◆ **DATA TO EXAMINE**:

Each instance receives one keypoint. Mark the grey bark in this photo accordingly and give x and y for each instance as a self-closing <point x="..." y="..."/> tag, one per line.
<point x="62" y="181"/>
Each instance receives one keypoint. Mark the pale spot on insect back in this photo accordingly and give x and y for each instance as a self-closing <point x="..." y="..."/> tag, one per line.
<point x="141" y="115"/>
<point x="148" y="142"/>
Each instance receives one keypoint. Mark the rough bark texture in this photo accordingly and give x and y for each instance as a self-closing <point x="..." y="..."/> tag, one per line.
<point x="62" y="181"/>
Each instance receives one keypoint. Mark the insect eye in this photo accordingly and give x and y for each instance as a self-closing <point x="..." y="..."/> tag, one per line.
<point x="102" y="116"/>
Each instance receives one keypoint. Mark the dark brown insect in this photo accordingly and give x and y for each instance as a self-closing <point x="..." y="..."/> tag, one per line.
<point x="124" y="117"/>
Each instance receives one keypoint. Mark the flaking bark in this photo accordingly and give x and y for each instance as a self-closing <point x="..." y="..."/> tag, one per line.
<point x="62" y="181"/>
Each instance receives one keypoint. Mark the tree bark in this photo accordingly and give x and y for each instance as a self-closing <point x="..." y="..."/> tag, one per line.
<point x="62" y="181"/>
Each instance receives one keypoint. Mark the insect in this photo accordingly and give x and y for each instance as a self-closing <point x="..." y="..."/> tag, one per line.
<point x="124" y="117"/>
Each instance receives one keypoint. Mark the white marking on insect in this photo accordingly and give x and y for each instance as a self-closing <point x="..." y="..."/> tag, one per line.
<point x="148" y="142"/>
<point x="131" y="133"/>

* * *

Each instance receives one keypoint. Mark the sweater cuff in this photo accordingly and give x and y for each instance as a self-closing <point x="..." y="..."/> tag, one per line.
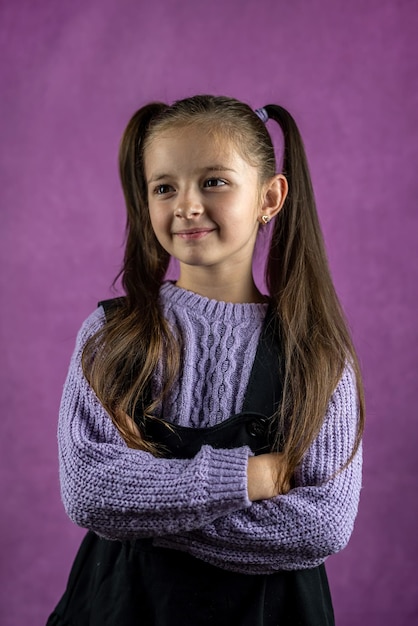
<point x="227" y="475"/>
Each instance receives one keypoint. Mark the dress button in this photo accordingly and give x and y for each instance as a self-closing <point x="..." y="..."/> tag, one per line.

---

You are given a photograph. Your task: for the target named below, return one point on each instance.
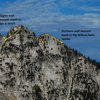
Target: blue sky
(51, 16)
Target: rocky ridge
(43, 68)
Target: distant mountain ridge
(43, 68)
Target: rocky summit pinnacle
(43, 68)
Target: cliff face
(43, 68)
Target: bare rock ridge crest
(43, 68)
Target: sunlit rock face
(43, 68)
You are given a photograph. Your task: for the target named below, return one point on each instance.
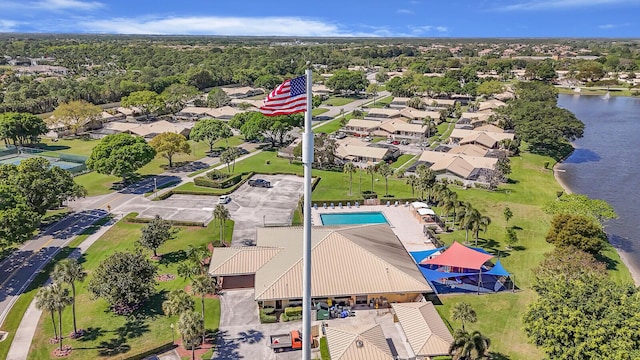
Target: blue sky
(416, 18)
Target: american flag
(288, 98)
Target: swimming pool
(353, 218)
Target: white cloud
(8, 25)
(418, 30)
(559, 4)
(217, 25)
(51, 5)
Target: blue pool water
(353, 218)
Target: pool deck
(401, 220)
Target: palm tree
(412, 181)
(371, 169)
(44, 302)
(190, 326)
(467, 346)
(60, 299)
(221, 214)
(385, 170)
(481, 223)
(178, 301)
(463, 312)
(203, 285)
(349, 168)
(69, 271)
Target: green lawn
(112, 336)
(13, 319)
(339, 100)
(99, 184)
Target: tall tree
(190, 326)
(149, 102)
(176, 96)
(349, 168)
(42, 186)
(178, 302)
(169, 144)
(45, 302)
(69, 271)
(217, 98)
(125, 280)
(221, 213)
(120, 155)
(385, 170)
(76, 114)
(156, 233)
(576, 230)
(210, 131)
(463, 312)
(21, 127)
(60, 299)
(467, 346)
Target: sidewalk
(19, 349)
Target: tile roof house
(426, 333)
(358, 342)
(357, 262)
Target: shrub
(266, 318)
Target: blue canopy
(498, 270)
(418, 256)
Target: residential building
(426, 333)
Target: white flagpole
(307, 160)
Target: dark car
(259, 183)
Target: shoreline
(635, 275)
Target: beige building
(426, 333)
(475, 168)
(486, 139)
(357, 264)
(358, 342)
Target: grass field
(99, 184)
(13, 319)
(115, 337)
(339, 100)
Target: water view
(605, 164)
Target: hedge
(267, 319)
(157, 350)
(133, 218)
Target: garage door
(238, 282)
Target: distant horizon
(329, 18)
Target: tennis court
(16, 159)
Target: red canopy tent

◆ **ACTION ITEM**:
Above are the records; copy exactly the lines from the one with "Target: cliff face" through the one with "Target: red canopy tent", including both, and nothing more. Leave out pictures.

◆ **SOLUTION TO THIS TASK**:
Target: cliff face
(43, 68)
Target: bare rock ridge crest
(43, 68)
Target: sunlit rock face
(43, 68)
You are given a photograph. Your task: for the target named below, return one point on each instance.
Target: blue sky
(416, 18)
Target: american flag
(288, 98)
Target: swimming pool
(353, 218)
Target: white cloud
(8, 25)
(418, 30)
(559, 4)
(217, 25)
(51, 5)
Target: blue pool water
(353, 218)
Target: pool deck
(401, 220)
Target: palm tree
(412, 181)
(371, 169)
(44, 302)
(190, 326)
(467, 346)
(60, 299)
(221, 214)
(385, 170)
(481, 223)
(178, 301)
(463, 312)
(203, 285)
(349, 168)
(69, 271)
Target: green lawn
(112, 336)
(13, 319)
(339, 100)
(99, 184)
Target: tall tree
(190, 326)
(149, 102)
(176, 96)
(349, 168)
(42, 186)
(178, 302)
(169, 144)
(45, 302)
(69, 271)
(217, 98)
(125, 280)
(221, 213)
(120, 155)
(385, 170)
(76, 114)
(156, 233)
(576, 230)
(210, 131)
(463, 312)
(21, 127)
(60, 299)
(467, 346)
Target: sidewalk
(19, 349)
Target: tile roof house
(426, 333)
(358, 342)
(357, 262)
Target: shrub
(266, 318)
Target: blue canopy
(498, 270)
(418, 256)
Target: residential building
(426, 333)
Target: white flagpole
(307, 160)
Target: dark car
(259, 183)
Target: shoreline
(635, 275)
Target: beige building
(426, 333)
(475, 168)
(486, 139)
(357, 264)
(358, 342)
Target: grass field
(99, 184)
(13, 319)
(115, 337)
(339, 100)
Target: water view
(605, 164)
Target: hedge
(267, 319)
(157, 350)
(133, 218)
Target: garage door
(238, 282)
Target: distant horizon
(329, 18)
Target: tennis court
(16, 159)
Target: red canopy tent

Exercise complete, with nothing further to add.